**Vorliegender Text:**
Im Völkerrecht verankerte Prinzipien, wie das Gewaltverbot und eben die Nichteinmischung in innere Angelegenheiten, werden schon gewohnheitsmäßig in Frage gestellt. Der frühere Spitzendiplomat Wolfgang Ischinger fordert unverblümt eine Änderung des Völkerrechts, um die sogenannten "humanitären Interventionen" des Westens zu legalisieren. Nur glaubt außerhalb des Westens kaum noch jemand, dass es diesem auch nur in einem Fall um Menschenrechte gegangen wäre.
Und was meinen das Auswärtige Amt und sein Minister mit der Phrase "Europa ist die Lösung"? Außenpolitisch ist die EU kaum mehr als ein Klub von US-Klienten, der Kampfbegriff "Europa" dient dazu, Russland als "uneuropäisch" auszuschließen und existierende außen- und sicherheitspolitische Differenzen zwischen den EU-Staaten zuzukleistern.
Bei seiner ständigen Kritik am Nationalismus scheint Minister Maas zu vergessen, dass die Nation untrennbar mit der Demokratie verbunden ist und dass Nation und internationale Zusammenarbeit keinen Gegensatz darstellen. Natürlich ist übersteigerter Nationalismus problematisch, aber diese Ideologie per se etwa für den Ersten Weltkrieg verantwortlich zu machen, ist einfach nur geschichtsvergessen. Sinnvoller wäre in diesem Zusammenhang eine Kritik am Imperialismus, diese aber verbietet sich offensichtlich, aus naheliegenden Gründen.
Von deutschen Interessen ist beim Auswärtigen Amt und bei Maas kaum die Rede. Wenn, dann spricht man verschämt von "europäischen Interessen". Das ist bedauerlich, denn diese Interessen sind da und verschwinden auch nicht durch Verschweigen. Die derzeitige Außenpolitik ist eine Mischung aus einer komplizenhaften Beteiligung am imperialen Projekt der USA und einer eher verschämt betriebenen eigenen Machtpolitik in der EU.
Diese Politik krankt an zahlreichen Unstimmigkeiten und Widersprüchen. Diese entspringen zum einen der völlig unzureichenden Diskussion über die eigenen Interessen, die der anderen und darüber, wie diese verschiedenen Interessen in Einklang zu bringen sind. Und sie sind zum anderen Ausfluss der ständigen PR-mäßigen Verklärung der eigenen Politik. Es wäre an der Zeit, deutsche Außenpolitik wieder rational zu diskutieren und zu betreiben – und die eigene Außendarstellung der Realität anzupassen.

**Bereitgestellte Datensätze:**
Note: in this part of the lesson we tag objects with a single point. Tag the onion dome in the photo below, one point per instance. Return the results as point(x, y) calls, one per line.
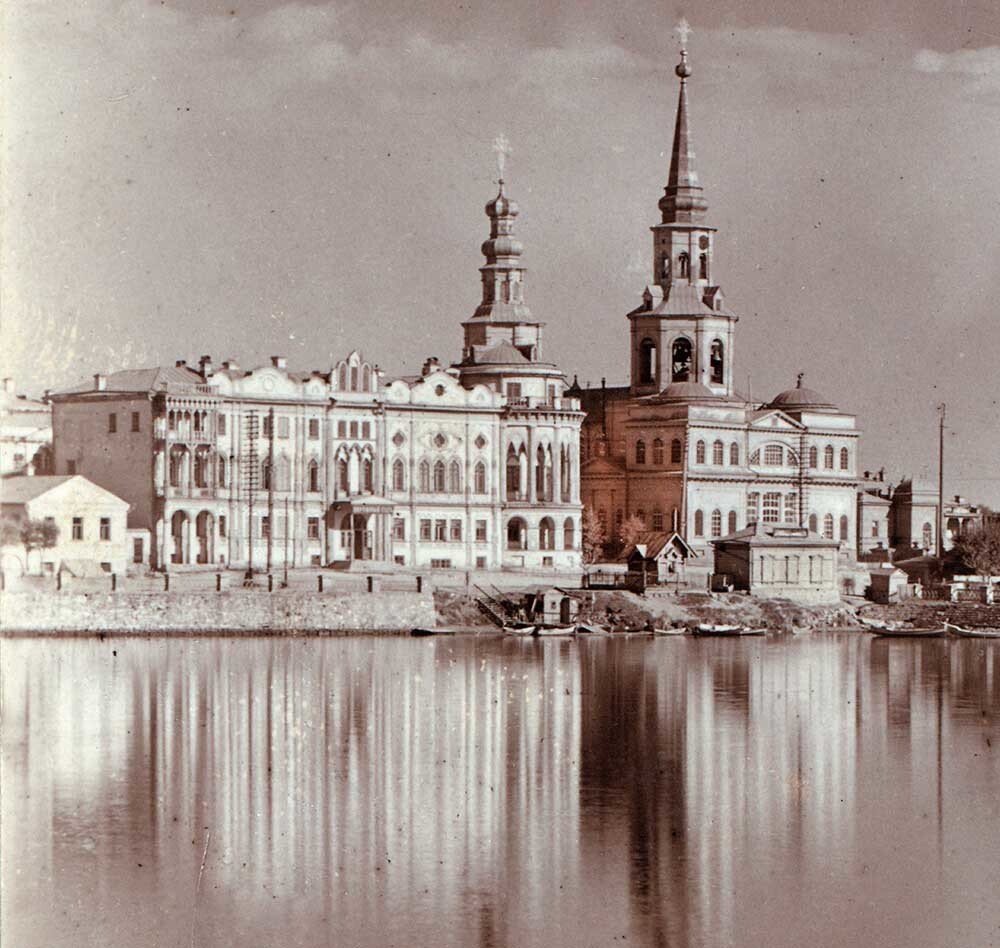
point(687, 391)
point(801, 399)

--

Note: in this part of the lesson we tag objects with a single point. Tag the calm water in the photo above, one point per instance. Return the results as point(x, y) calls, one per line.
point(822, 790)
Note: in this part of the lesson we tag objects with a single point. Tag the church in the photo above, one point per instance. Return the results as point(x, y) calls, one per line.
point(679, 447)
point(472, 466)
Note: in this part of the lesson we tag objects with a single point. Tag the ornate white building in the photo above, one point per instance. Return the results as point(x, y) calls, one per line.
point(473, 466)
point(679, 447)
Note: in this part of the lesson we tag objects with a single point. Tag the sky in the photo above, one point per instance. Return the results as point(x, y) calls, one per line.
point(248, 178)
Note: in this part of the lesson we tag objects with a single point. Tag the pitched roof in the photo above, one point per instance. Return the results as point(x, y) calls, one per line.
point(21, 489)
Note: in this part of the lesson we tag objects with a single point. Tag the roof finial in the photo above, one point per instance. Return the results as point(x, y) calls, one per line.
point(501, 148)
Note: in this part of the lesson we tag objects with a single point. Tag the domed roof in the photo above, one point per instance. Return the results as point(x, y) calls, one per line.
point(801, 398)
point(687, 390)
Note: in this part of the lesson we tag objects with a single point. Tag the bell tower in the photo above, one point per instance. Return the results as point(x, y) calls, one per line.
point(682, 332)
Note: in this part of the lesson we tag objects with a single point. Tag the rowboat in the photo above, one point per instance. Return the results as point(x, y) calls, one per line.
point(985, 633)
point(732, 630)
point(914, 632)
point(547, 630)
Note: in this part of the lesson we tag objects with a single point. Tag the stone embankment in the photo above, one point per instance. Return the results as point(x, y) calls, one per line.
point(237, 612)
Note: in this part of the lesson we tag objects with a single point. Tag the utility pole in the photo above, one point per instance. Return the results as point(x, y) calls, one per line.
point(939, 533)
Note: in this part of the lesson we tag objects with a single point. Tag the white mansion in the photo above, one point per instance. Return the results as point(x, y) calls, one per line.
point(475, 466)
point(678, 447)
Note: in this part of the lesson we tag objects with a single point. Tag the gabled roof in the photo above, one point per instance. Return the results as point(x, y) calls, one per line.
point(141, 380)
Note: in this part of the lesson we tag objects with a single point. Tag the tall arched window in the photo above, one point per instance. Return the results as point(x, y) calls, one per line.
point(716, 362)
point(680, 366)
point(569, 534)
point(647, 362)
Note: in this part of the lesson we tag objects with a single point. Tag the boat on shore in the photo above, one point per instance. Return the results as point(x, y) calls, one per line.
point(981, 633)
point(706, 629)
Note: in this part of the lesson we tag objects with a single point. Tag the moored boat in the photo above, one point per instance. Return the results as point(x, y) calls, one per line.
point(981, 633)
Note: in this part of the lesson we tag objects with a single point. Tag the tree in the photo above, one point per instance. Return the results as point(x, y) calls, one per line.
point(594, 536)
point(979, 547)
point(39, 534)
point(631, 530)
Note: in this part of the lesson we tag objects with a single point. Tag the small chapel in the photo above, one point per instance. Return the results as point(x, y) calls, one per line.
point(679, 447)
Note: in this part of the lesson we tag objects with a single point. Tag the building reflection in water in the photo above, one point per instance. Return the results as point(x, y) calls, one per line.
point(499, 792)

==

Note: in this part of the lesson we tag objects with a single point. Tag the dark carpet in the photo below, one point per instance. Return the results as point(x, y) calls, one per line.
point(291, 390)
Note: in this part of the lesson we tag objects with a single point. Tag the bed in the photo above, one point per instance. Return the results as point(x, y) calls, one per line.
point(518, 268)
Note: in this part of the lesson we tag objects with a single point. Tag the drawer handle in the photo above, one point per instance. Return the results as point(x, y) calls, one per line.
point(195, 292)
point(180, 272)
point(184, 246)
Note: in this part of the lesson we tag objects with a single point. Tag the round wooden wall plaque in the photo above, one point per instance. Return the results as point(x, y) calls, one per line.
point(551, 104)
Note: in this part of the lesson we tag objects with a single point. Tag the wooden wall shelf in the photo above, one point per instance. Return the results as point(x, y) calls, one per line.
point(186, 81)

**Aufgabe:**
Was fordert Wolfgang Ischinger laut dem Text zur deutschen Außenpolitik?

**Ergebnis:**
Eine Änderung des Völkerrechts, um die sogenannten "humanitären Interventionen" des Westens zu legalisieren.